- [Problem description]: Report, from the records below, every line where the word "roof" appears.

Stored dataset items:

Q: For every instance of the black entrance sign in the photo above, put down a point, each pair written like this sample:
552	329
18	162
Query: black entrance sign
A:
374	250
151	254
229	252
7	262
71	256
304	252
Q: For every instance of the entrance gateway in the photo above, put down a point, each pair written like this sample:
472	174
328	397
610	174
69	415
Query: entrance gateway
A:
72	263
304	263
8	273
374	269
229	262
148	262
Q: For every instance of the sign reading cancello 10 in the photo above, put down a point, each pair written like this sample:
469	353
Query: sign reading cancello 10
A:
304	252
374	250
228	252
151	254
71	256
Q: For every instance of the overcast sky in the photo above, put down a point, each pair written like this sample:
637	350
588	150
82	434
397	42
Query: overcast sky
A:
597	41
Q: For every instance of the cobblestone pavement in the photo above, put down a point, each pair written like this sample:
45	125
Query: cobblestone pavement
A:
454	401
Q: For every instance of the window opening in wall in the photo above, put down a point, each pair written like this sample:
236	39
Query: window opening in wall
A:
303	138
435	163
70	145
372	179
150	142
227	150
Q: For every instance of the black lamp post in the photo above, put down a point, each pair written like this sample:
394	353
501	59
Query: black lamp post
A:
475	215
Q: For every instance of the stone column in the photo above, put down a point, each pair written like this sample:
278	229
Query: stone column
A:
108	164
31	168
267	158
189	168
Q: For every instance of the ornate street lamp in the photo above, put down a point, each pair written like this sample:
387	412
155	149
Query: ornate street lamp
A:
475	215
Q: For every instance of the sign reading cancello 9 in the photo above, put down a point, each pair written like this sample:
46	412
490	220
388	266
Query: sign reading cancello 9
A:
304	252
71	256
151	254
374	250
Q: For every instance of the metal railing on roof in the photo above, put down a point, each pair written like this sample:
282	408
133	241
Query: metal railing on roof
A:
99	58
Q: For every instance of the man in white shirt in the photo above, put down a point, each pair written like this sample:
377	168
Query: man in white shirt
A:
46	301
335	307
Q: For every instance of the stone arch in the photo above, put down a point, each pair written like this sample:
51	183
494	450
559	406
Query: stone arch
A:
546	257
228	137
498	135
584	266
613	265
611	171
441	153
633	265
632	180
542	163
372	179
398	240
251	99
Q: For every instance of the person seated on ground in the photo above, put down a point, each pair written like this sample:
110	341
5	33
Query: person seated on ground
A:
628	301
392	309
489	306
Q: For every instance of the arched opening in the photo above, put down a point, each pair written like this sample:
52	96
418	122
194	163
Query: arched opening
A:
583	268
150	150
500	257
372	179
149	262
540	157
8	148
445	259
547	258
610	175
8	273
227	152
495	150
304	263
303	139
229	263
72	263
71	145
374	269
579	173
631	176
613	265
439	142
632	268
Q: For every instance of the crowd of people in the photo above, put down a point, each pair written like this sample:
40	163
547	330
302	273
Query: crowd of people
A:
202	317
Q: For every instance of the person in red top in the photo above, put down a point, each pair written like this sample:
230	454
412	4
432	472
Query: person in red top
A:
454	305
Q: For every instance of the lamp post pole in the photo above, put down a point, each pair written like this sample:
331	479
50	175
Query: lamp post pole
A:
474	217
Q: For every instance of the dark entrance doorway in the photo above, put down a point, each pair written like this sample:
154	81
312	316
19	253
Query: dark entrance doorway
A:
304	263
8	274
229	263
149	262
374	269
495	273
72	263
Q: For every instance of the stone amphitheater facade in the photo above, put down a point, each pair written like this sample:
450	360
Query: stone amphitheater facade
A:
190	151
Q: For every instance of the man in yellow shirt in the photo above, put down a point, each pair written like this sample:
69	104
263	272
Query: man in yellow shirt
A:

- [Problem solution]:
Q: For every instance of the metal railing on roof in the photo above, put down a point, each pair written like this sample:
Query: metal railing on roof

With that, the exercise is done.